练习说明:
根据下面这段关于在 Z3 中定义部分关系的提问，简要回答：
1. 提问者用什么来定义集合？
2. 提问者为关系 C 写的三条断言分别定义了哪些性质？
3. 据提问者观察，Z3 在什么情况下返回 "unknown"？

原文:
/---

问题
I'm trying to define in Z3 the parthood relation (called C in the code below) between pairs of sets (defined using array). I wrote 3 asserts to define reflexivity, transitivity, and antisymmetry but Z3 returns "unknown" and I don't understand why.
(define-sort Set () (Array Int Bool))
(declare-rel C (Set Set))
; reflexivity
(assert (forall ((X Set)) (C X X)))
; transitive
(assert (forall ((X Set)(Y Set)(Z Set))
(=>
(and (C X Y) (C Y Z))
(C X Z)
)
))
; antisymmetric
(assert (forall ((X Set)(Y Set))
(=>
(and (C X Y) (C Y X))
(= X Y)
)
))
(check-sat)
I noticed that the unknown is returned only when the antisymmetry is considered with one of the other 2 asserts. If I only consider the antisymmetry property Z3 doesn't return unknown. The same if I consider reflexivity and transitivity without antisymmetry.

\---

所给材料:
/---

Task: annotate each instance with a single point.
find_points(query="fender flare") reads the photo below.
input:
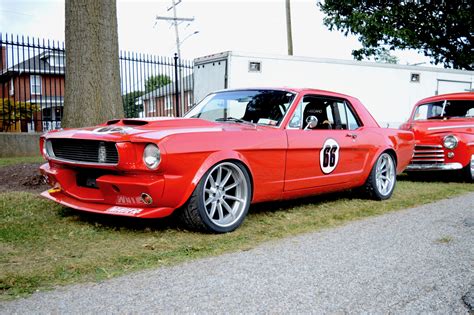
(210, 161)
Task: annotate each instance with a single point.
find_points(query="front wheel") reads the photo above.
(382, 178)
(220, 201)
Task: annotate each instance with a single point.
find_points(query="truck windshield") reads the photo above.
(445, 110)
(266, 107)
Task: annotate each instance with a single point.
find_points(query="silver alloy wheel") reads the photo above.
(385, 174)
(225, 194)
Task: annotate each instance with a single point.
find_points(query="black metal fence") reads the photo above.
(32, 77)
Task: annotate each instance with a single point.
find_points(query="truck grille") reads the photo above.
(88, 151)
(428, 154)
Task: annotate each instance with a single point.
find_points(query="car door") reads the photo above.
(332, 153)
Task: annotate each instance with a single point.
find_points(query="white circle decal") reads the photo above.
(329, 156)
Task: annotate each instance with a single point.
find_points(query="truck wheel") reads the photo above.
(382, 178)
(220, 201)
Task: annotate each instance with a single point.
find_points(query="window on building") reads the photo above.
(35, 85)
(12, 86)
(56, 60)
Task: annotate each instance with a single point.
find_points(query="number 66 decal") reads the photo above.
(329, 156)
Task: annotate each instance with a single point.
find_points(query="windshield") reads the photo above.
(445, 110)
(266, 107)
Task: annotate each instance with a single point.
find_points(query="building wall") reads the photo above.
(161, 110)
(51, 85)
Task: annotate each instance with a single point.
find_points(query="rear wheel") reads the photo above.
(221, 200)
(382, 178)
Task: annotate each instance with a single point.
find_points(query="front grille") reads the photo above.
(89, 151)
(428, 154)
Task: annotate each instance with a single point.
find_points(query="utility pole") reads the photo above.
(176, 20)
(289, 36)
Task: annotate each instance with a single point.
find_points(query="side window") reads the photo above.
(348, 120)
(296, 122)
(330, 113)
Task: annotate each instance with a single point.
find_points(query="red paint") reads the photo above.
(430, 132)
(283, 163)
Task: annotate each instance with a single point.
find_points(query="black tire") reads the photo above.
(382, 179)
(212, 205)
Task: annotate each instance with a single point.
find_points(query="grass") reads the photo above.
(43, 245)
(19, 160)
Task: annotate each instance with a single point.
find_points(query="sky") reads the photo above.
(257, 26)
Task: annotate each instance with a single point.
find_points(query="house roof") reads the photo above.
(169, 88)
(46, 100)
(37, 64)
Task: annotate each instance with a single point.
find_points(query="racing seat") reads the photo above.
(318, 110)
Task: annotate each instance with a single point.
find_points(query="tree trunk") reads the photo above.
(92, 91)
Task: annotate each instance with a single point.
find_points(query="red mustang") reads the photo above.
(444, 131)
(234, 148)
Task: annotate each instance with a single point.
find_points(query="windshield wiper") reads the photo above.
(233, 119)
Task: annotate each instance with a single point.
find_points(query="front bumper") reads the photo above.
(434, 167)
(116, 194)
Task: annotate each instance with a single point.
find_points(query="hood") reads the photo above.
(122, 130)
(441, 127)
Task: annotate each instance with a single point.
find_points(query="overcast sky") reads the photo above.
(249, 26)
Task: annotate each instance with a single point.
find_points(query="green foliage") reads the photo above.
(156, 81)
(13, 111)
(131, 106)
(442, 30)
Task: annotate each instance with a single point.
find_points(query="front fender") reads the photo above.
(210, 161)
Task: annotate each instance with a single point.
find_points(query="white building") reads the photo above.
(389, 91)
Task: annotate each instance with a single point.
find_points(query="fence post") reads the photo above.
(176, 85)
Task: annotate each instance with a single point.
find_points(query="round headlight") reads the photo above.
(450, 142)
(48, 148)
(151, 156)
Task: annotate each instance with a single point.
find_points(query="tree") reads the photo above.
(442, 30)
(156, 81)
(92, 92)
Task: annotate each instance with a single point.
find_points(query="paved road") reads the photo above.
(419, 260)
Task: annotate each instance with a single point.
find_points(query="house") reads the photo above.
(39, 80)
(162, 101)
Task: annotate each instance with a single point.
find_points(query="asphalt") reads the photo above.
(419, 260)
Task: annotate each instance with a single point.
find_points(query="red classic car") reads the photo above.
(444, 133)
(234, 148)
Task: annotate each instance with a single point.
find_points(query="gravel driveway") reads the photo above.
(419, 260)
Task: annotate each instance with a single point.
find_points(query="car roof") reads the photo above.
(289, 89)
(451, 96)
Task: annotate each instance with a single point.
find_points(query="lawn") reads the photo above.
(43, 245)
(24, 159)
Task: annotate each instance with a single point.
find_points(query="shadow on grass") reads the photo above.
(440, 176)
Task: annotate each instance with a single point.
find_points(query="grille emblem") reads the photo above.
(102, 153)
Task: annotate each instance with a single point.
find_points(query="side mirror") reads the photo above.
(311, 122)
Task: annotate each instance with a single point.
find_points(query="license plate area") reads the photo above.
(88, 178)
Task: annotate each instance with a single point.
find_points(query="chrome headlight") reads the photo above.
(48, 148)
(152, 156)
(450, 142)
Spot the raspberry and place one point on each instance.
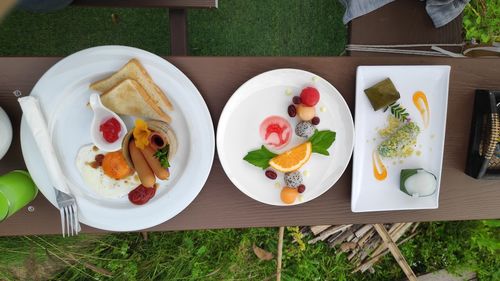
(309, 96)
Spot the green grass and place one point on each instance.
(227, 255)
(482, 21)
(238, 27)
(72, 29)
(270, 28)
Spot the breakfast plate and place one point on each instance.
(63, 93)
(266, 101)
(400, 137)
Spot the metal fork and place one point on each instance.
(69, 213)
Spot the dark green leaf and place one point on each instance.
(162, 155)
(259, 157)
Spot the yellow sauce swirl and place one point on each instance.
(423, 107)
(380, 172)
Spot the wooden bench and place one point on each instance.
(177, 15)
(402, 22)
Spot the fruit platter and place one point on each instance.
(285, 137)
(117, 120)
(400, 129)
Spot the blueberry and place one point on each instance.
(293, 179)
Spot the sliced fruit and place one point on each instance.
(288, 195)
(275, 131)
(115, 166)
(292, 159)
(309, 96)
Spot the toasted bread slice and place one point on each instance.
(130, 98)
(134, 70)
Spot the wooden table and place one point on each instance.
(402, 22)
(221, 205)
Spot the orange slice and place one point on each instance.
(292, 159)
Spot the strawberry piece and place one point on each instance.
(309, 96)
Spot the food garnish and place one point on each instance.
(260, 157)
(292, 159)
(141, 194)
(401, 143)
(110, 130)
(322, 140)
(304, 129)
(115, 166)
(420, 102)
(146, 174)
(162, 155)
(399, 112)
(158, 140)
(107, 174)
(275, 131)
(292, 110)
(306, 113)
(296, 100)
(289, 162)
(417, 182)
(379, 170)
(271, 174)
(293, 179)
(154, 163)
(382, 94)
(297, 156)
(309, 96)
(141, 133)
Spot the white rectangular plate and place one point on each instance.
(370, 194)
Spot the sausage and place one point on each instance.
(153, 162)
(145, 173)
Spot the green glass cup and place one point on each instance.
(17, 189)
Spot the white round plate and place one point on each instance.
(63, 92)
(270, 93)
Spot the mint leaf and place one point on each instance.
(321, 141)
(162, 155)
(259, 157)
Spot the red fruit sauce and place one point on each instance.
(141, 194)
(110, 130)
(275, 131)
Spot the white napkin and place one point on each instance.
(36, 121)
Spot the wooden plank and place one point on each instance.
(149, 3)
(402, 22)
(443, 275)
(178, 32)
(221, 205)
(319, 228)
(395, 251)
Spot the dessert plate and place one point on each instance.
(370, 194)
(269, 94)
(63, 92)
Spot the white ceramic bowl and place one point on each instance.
(5, 133)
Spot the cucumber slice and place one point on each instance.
(417, 182)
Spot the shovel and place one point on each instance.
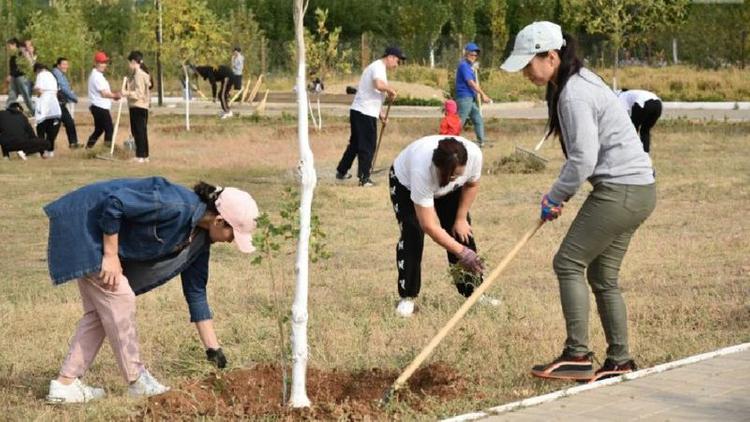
(380, 138)
(478, 292)
(117, 125)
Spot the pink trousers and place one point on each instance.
(109, 314)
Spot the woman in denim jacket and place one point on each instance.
(123, 237)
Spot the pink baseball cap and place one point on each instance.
(101, 57)
(450, 106)
(239, 209)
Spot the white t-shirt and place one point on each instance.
(368, 99)
(414, 169)
(635, 96)
(97, 84)
(47, 106)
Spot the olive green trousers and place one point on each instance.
(596, 243)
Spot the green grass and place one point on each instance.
(686, 278)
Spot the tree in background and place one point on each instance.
(323, 54)
(191, 32)
(625, 22)
(76, 42)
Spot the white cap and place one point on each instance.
(538, 37)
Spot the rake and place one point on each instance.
(478, 292)
(111, 155)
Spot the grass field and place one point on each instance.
(686, 278)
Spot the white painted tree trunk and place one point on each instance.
(308, 180)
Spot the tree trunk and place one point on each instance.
(308, 180)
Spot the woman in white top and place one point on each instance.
(433, 183)
(47, 109)
(100, 96)
(644, 108)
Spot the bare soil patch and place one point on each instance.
(256, 392)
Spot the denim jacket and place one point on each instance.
(66, 94)
(154, 218)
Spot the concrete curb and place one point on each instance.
(533, 401)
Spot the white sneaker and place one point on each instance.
(146, 386)
(489, 300)
(405, 307)
(76, 392)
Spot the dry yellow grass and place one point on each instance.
(686, 278)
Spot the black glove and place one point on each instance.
(216, 356)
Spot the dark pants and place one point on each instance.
(28, 146)
(139, 129)
(364, 131)
(70, 125)
(644, 118)
(47, 130)
(102, 124)
(411, 243)
(226, 87)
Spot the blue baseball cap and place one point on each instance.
(471, 47)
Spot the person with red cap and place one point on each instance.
(100, 97)
(124, 237)
(451, 123)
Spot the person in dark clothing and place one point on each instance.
(17, 135)
(66, 95)
(644, 108)
(18, 84)
(222, 76)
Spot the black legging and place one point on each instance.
(139, 129)
(47, 130)
(70, 125)
(411, 242)
(102, 124)
(644, 118)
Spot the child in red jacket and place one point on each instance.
(451, 123)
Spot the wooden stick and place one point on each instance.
(478, 292)
(380, 136)
(254, 92)
(117, 122)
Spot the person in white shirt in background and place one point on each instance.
(364, 113)
(47, 111)
(100, 96)
(433, 184)
(644, 108)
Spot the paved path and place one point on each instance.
(716, 389)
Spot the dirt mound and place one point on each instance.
(404, 89)
(517, 163)
(256, 392)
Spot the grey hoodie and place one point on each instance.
(601, 142)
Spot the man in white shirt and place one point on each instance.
(364, 113)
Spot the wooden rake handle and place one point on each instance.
(117, 122)
(380, 135)
(414, 365)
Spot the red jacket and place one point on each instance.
(450, 125)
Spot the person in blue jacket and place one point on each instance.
(124, 237)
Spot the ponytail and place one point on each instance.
(570, 64)
(449, 154)
(208, 194)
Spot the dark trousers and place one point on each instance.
(226, 86)
(102, 124)
(411, 242)
(644, 118)
(47, 131)
(364, 131)
(70, 125)
(139, 129)
(28, 146)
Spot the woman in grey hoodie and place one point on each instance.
(600, 145)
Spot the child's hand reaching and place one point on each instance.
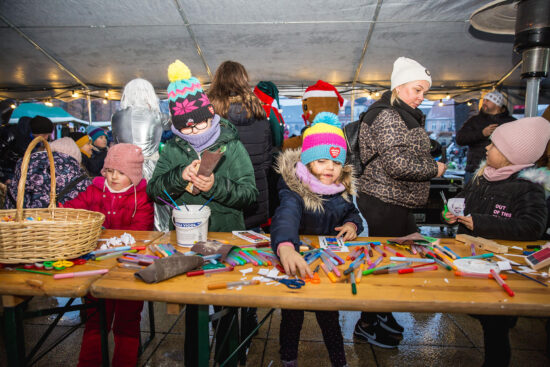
(468, 221)
(292, 261)
(449, 217)
(348, 230)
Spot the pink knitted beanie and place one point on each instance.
(125, 158)
(522, 141)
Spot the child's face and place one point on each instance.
(101, 142)
(495, 158)
(198, 128)
(326, 170)
(116, 179)
(87, 148)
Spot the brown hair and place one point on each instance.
(230, 82)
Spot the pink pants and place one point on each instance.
(127, 316)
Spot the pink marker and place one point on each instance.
(81, 274)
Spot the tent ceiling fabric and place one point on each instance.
(293, 43)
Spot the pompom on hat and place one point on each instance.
(188, 103)
(408, 70)
(495, 97)
(67, 146)
(522, 141)
(95, 132)
(125, 158)
(324, 140)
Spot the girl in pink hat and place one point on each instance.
(506, 200)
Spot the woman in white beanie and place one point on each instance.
(395, 151)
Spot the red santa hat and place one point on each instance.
(323, 89)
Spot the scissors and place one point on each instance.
(315, 279)
(290, 283)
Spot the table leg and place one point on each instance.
(13, 335)
(104, 334)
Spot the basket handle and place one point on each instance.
(23, 179)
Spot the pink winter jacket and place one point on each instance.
(129, 210)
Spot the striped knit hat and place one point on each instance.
(188, 102)
(324, 140)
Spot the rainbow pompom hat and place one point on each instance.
(324, 140)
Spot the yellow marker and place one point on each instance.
(329, 274)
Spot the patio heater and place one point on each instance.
(529, 21)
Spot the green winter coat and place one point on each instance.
(234, 185)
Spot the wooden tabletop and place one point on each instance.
(434, 291)
(16, 283)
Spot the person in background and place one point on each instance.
(120, 194)
(506, 200)
(98, 139)
(395, 151)
(83, 142)
(140, 122)
(316, 192)
(70, 177)
(231, 185)
(476, 130)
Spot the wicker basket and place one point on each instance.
(61, 234)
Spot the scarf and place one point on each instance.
(200, 142)
(494, 174)
(307, 178)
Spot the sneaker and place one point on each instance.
(388, 322)
(375, 334)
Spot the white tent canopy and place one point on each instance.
(48, 46)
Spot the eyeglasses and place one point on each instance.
(190, 126)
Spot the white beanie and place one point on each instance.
(495, 97)
(407, 70)
(67, 146)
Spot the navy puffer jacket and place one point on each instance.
(303, 212)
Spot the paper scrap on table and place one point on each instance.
(456, 206)
(504, 265)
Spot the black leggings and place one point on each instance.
(384, 220)
(291, 326)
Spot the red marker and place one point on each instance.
(202, 272)
(502, 283)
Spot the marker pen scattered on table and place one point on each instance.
(501, 282)
(77, 274)
(222, 285)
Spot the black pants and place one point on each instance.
(496, 338)
(384, 220)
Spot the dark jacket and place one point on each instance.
(94, 164)
(70, 179)
(233, 189)
(256, 138)
(396, 151)
(471, 135)
(512, 209)
(303, 212)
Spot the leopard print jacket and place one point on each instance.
(401, 173)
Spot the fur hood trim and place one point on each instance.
(286, 166)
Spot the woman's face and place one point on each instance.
(412, 93)
(198, 128)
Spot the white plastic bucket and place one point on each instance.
(191, 225)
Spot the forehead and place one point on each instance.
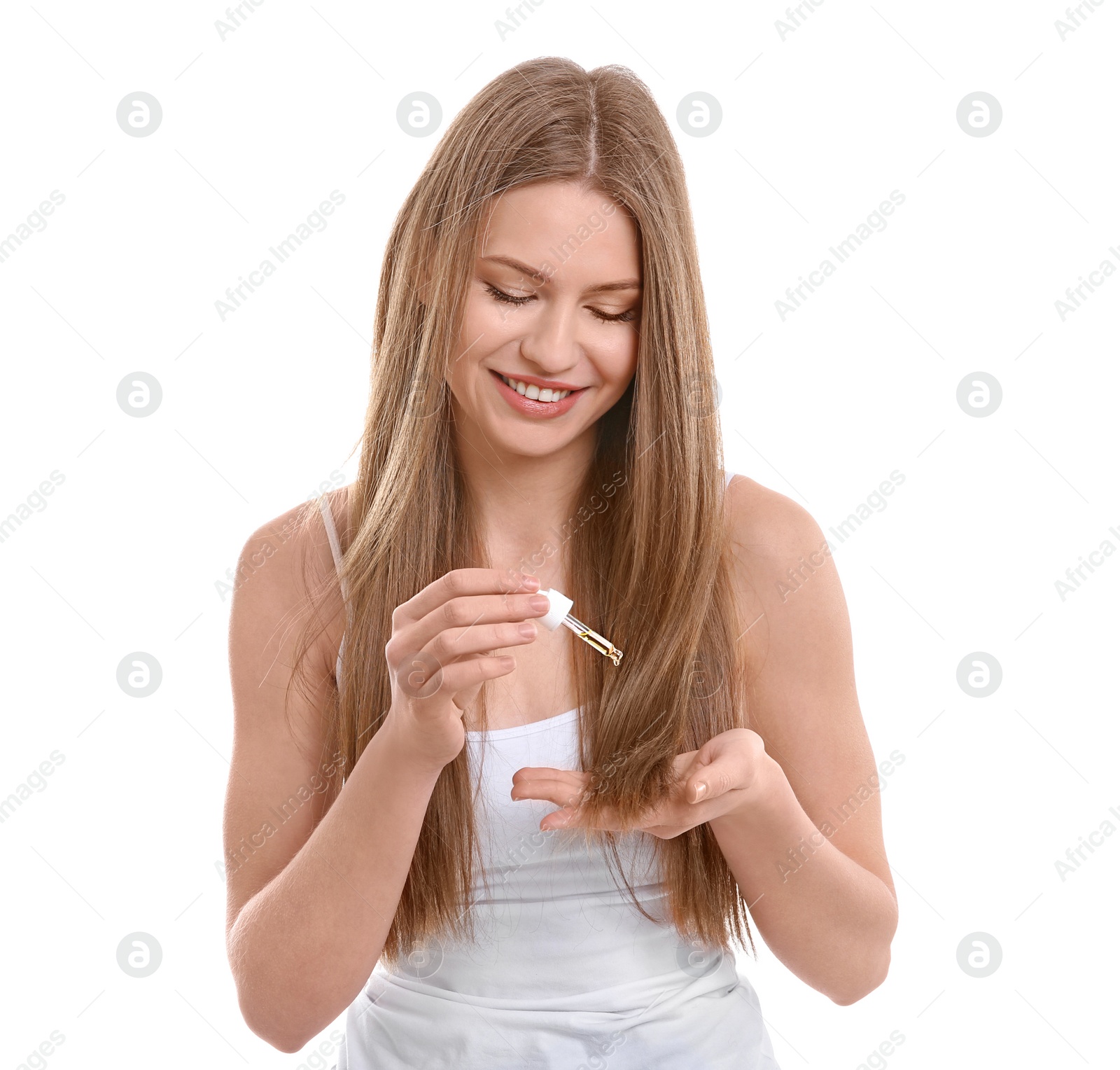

\---

参考答案:
1. 用数组来定义，即 (Array Int Bool)。
2. 自反性、传递性和反对称性。
3. 只有当反对称性与另外两条断言之一同时考虑时才返回 "unknown"。